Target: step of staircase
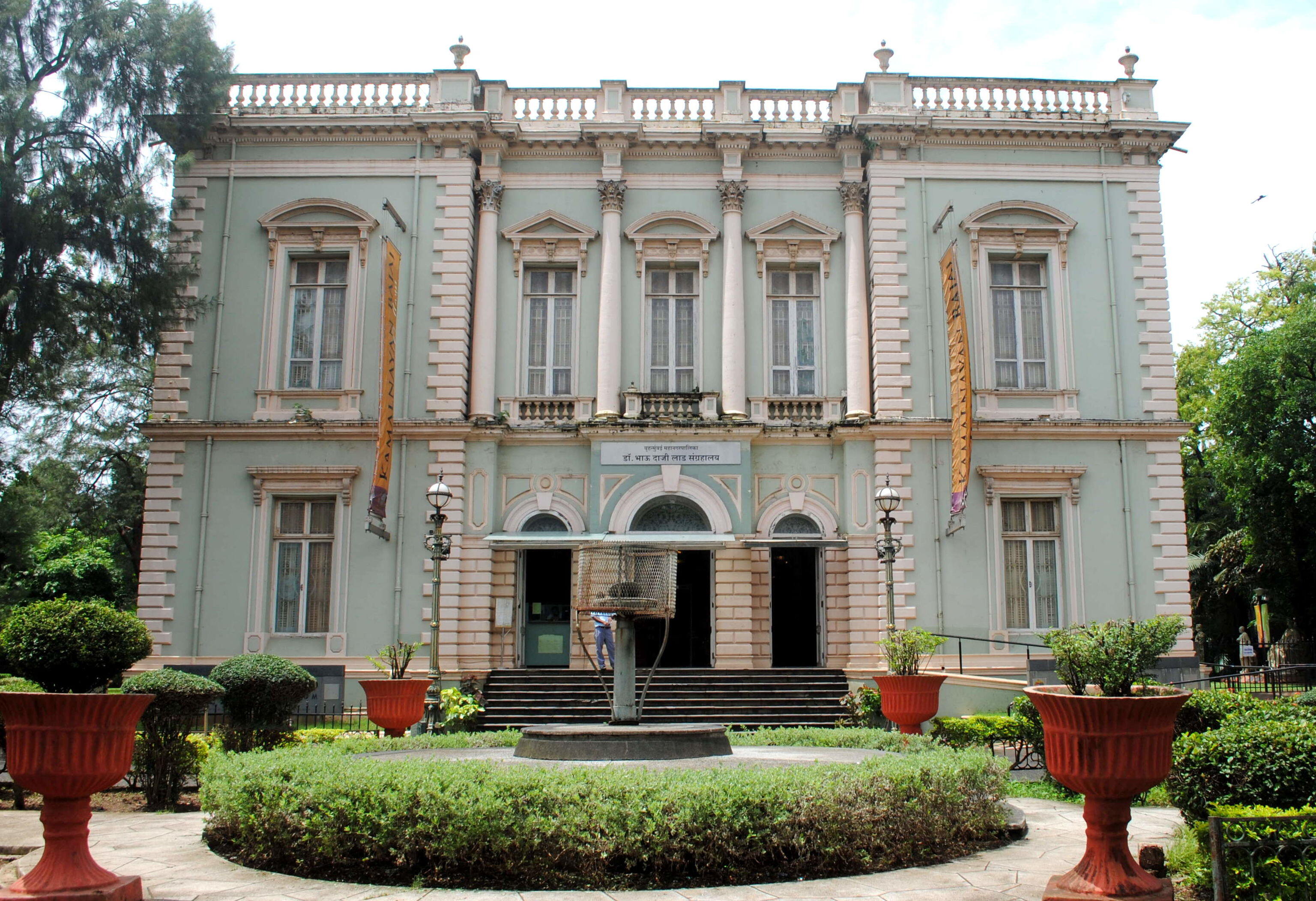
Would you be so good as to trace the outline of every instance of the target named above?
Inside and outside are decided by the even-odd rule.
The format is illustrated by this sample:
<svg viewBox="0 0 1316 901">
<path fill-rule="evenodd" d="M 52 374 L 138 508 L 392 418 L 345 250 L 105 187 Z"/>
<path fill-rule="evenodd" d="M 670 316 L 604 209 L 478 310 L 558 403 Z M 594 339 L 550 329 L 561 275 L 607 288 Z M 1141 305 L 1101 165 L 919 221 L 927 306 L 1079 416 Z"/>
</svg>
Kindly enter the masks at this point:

● ● ● ●

Exercise directions:
Copy the lines above word for word, leaving out the picture.

Full solution:
Target: step of staircase
Would you be so good as to trace the outline of every instance of the target named above?
Inside and outside are decided by the even-odd rule.
The format is illustrated by this sample:
<svg viewBox="0 0 1316 901">
<path fill-rule="evenodd" d="M 52 374 L 138 508 L 392 418 L 345 250 L 105 187 Z"/>
<path fill-rule="evenodd" d="M 670 316 L 604 209 L 478 310 L 558 403 Z M 594 339 L 550 329 L 561 275 L 607 288 Z M 1141 305 L 1101 165 L 919 221 L 927 306 L 1079 416 Z"/>
</svg>
Kindly enter the masks at this point:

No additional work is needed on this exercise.